• [The problem]: In the llama-server WebUI feature request, copy out everything from "Feature Request: multiple" down to "followed the README.md.", changing "README.md" to "CONTRIBUTING.md" wherever it appears.
*** Excerpted text ***
Skip to content

Feature Request: multiple llama-server WebUI FRs #16839

@ABJ4403

Description

@ABJ4403

Prerequisites

  • I am running the latest code. Mention the version if possible as well.
  • I carefully followed the README.md.
  • I searched using keywords relevant to my issue to make sure that I am creating a new issue that is not already open (or closed).
  • I reviewed the Discussions, and have a new and useful enhancement to share.

Feature Description

  • "Continue response" button (something with icon that looks like this: [>>]) when inference is stopped
  • WebUI offline caching (similiar to how hexed.it doing it, for example)
  • (somewhat related to 2nd item) When model is loading, instead of showing just "Model is loading" text, load the homepage like usual, but there's phase where it "waits for server" (forgot what its called), we can try send the "error model is still loading" response thing there, and error handler that catches this will show in homepage "loading the model" and of course it gets rechecked every 5 seconds
  • Multiple languages (assuming its not that hard or costly in size to implement)(idk if this was implemented already or not, bcz i dont see language toggle)
*** Listed records ***
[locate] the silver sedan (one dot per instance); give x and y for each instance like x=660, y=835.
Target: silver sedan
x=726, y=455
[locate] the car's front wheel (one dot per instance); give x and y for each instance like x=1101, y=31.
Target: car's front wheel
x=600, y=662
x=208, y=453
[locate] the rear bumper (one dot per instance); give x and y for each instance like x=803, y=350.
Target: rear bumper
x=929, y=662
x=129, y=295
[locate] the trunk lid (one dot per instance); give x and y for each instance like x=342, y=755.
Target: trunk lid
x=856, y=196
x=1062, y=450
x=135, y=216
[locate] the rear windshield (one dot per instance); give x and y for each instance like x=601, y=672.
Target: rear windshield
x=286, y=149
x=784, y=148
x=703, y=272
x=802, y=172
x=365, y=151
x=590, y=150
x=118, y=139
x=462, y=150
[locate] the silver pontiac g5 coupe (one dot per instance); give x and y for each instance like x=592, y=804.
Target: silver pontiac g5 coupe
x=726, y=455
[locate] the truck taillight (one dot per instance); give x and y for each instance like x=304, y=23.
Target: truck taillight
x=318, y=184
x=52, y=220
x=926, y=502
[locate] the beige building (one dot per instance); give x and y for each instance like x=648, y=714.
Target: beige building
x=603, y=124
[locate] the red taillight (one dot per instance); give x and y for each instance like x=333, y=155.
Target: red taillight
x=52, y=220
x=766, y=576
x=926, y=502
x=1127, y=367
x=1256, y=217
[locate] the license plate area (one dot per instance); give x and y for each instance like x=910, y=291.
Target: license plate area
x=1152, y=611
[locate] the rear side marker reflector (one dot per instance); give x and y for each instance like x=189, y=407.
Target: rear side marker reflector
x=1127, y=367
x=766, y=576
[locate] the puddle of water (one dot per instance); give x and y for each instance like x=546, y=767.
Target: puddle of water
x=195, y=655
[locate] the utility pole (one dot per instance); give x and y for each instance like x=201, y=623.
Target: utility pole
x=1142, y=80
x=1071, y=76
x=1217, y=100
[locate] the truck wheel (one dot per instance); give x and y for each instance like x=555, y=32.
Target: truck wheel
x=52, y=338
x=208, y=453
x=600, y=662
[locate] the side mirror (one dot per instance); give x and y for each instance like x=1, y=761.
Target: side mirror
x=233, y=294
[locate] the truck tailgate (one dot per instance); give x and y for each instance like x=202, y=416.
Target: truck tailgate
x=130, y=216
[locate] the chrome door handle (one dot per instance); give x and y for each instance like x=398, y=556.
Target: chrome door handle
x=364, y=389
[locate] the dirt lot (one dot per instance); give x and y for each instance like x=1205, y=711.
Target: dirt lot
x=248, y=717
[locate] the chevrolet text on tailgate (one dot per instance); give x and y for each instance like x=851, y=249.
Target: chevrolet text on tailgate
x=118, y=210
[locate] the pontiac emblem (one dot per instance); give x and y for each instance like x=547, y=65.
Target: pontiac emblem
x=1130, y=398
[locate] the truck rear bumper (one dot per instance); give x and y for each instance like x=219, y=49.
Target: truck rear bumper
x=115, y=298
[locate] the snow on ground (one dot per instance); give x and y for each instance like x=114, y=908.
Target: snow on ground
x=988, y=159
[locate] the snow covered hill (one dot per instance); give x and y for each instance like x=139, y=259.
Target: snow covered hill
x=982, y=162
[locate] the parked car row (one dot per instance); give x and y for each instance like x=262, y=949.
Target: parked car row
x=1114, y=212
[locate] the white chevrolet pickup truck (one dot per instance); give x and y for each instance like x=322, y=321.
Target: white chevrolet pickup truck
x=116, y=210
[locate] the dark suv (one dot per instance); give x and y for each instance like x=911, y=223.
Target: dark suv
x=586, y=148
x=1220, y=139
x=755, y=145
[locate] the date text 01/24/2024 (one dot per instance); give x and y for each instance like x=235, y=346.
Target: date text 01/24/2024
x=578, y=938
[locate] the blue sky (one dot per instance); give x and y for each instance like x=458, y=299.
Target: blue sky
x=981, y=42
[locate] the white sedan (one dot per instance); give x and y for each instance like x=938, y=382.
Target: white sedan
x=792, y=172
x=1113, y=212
***
• [Response to the task]:
Feature Request: multiple llama-server WebUI FRs #16839

@ABJ4403

Description

@ABJ4403

Prerequisites

  • I am running the latest code. Mention the version if possible as well.
  • I carefully followed the CONTRIBUTING.md.